**Lesetext**
+++

Mögliche Gesprächskiller

Floskeln und allgemeine Redewendungen geben dem Gespräch manchmal eine ober-flächliche Wendung und können auch unpassend sein. „Jetzt warten wir mal ab! – Es wird schon besser werden!“-

Wenn Sie den Eindruck vermitteln, den Patienten zu examinieren, gerät er unter Druck und wird sicherlich nicht so offen sprechen wie es für eine gute Kommunikation nötig ist. Das wird ihnen sofort klar, wenn Sie sich vorstellen, wie es Ihnen geht, wenn Sie sich im Kreuzfeuer eines strengen Prüfers befinden, von dem sie wissen, dass er Ihnen rhetorisch und vom Fachwissen überlegen ist. Ihr Gehirn[1] (genauer: Ihr Mandelkern) schaltet sofort auf Alarm und sucht nach Fluchtwegen und blockiert dadurch die gelöste Atmosphäre, in der wir unbehindert denken können.

+++

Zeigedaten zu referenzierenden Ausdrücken
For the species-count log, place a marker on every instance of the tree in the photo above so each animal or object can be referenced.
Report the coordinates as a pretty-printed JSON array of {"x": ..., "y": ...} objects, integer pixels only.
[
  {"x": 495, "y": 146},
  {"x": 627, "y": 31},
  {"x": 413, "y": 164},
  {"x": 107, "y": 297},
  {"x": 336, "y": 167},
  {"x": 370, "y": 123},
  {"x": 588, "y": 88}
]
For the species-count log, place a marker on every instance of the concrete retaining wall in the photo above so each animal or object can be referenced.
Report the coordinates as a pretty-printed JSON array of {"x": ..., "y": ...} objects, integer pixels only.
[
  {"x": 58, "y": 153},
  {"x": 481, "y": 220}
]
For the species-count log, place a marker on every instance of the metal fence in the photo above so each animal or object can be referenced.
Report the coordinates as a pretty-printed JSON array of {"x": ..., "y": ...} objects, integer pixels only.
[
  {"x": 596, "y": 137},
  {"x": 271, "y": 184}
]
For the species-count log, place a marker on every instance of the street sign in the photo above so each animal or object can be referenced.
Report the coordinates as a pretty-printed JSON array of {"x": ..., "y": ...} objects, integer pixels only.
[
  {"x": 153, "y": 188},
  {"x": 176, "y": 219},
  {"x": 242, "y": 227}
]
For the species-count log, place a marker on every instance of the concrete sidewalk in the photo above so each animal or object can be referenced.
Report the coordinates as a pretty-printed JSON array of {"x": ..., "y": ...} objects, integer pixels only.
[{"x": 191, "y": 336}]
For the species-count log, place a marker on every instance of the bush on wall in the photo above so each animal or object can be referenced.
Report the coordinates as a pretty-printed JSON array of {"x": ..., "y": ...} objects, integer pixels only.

+++

**Arbeitsauftrag**
Beantworten Sie anhand des Lesetexts über Gesprächskiller folgende Fragen:
(a) Welche Wendung können Floskeln und allgemeine Redewendungen einem Gespräch manchmal geben?
(b) Wie reagiert der Patient, wenn Sie den Eindruck vermitteln, ihn zu examinieren?
(c) Welcher Teil des Gehirns schaltet im Kreuzfeuer eines strengen Prüfers genauer gesagt auf Alarm?

**Lösung**
(a) Eine oberflächliche Wendung; sie können auch unpassend sein.
(b) Er gerät unter Druck und spricht sicherlich nicht so offen, wie es für eine gute Kommunikation nötig ist.
(c) Der Mandelkern.